[Sección de texto]
--------------------

Jorge Patiño (“El capitalismo libertario llega al país”, BD 24/08/23), en su personal estilo, pone una formidable prueba de consistencia social a las consignas de quienes, en mayor o menor grado, se suben al alegórico carro “libertario”. Al cuestionar la realidad simplista del mundo como un conglomerado de emprendedores, cierra su nota sentenciando que “ese país de angurria y de dientes afilados que valoriza los emprendedores que más ganan, produce la misma reacción que el nazismo. En lugar de una raza superior, tenemos un ser humano que expresa su superioridad en ganar más dinero sin mirar dónde pisa. Al perdedor, la cuneta.”
Aunque en dos notas anteriores me he referido a la levedad conceptual y real de las propuestas con las que se trata de (re)poner en boga el liberalismo (“El liberalismo (visto) por el tubo”, BD 27/06/23, y “El liberalismo, ¿el gato o la liebre?”, BD 25/07/23), la nota de Patiño enfatiza un tema que es central al discurso neoliberal, y fue alegremente adoptado por el socialismo del Siglo XXI: el mito del emprendedurismo.
Luego del “21060” –que frenó la hiperinflación pero incrementó significativamente el desempleo, el Banco Mundial trajo a Bolivia varios proyectos diseñados para dar, a los gobiernos de la región, algún alivio frente a la resistencia social generada por las medidas del ajuste estructural impuestas por la ola neoliberal. Además de las transferencias focalizadas (bonos) y de programas en salud y empleo de emergencia, la nave insignia de las reformas fue el microcrédito “destinado a liberar todo el emprendedurismo que caracteriza a los pobres”.
Al inicio de los años 1990, con la Federación Boliviana de Pequeña Industria (FEBOPI), mostramos que el microcrédito, lejos de apoyar el desarrollo de actividades generadoras de valor y empleo, con sus exorbitantes tasas de interés, convirtió “ONGs pro-pobres” en florecientes “bancos pro-lucro” que masificaron el micro-comercio como canal de distribución del contrabando masivo.

--------------------

[Entradas listadas]
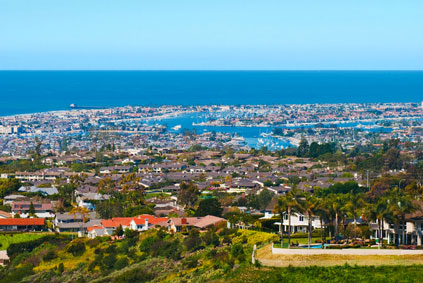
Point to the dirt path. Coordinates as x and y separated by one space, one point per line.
265 256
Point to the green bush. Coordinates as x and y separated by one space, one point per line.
135 275
50 255
76 248
17 274
121 263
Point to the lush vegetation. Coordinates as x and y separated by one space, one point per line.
13 238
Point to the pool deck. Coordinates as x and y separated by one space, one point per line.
314 251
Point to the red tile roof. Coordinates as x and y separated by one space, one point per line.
21 221
5 214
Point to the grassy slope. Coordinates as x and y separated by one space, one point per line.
267 258
7 239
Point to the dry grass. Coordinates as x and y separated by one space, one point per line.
265 256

--------------------

[Conjunto de tareas]
**a)** Cita literalmente el fragmento de la nota sobre el emprendedurismo desde "Aunque en dos" hasta "mito del emprendedurismo.".
**b)** Por favor, escribe la continuación de la nota sobre el emprendedurismo a partir de su última oración.

[Resultados por tarea]
**a)**
Aunque en dos notas anteriores me he referido a la levedad conceptual y real de las propuestas con las que se trata de (re)poner en boga el liberalismo (“El liberalismo (visto) por el tubo”, BD 27/06/23, y “El liberalismo, ¿el gato o la liebre?”, BD 25/07/23), la nota de Patiño enfatiza un tema que es central al discurso neoliberal, y fue alegremente adoptado por el socialismo del Siglo XXI: el mito del emprendedurismo.

**b)**
Con el contrabando, bajo el eufemismo de emprendedurismo, creció la auto-explotación y la precariedad laboral, acentuando la incapacidad estructural de la economía de crear los puestos de empleo digno que necesita la sociedad.
Las razones eran evidentes: en un mercado abierto al mundo, ninguna actividad económica legal podía generar valor agregado y empleo digno (de calidad) con tasas de interés superiores al 20%; pero, además, tampoco todos los que emprendían lo hacían por las mismas razones, ni con los mismos recursos, ni con los mismos objetivos.
Una primera y clara distinción está en la razón que impulsa al emprendimiento: la necesidad o la auto-motivación. En el primer caso, si bien hay muchos ejemplos de triunfo (“la necesidad es la madre de las invenciones”), normalmente les ayuda un “alineamiento estelar” favorable (suerte); los impulsados por la motivación, tienen más tiempo para madurar las ideas y para generar las condiciones favorables para su materialización.
Como una segunda limitación, quienes emprenden por necesidad normalmente sólo disponen de su fuerza de trabajo o de ciertas destrezas, innatas, o adquiridas en experiencias laborales previas.
Quienes lo hacen por motivación propia, tienen varias ventajas adicionales, como la capacidad de detectar, identificar o de crear oportunidades a partir de sus ideas, conocimientos o contactos.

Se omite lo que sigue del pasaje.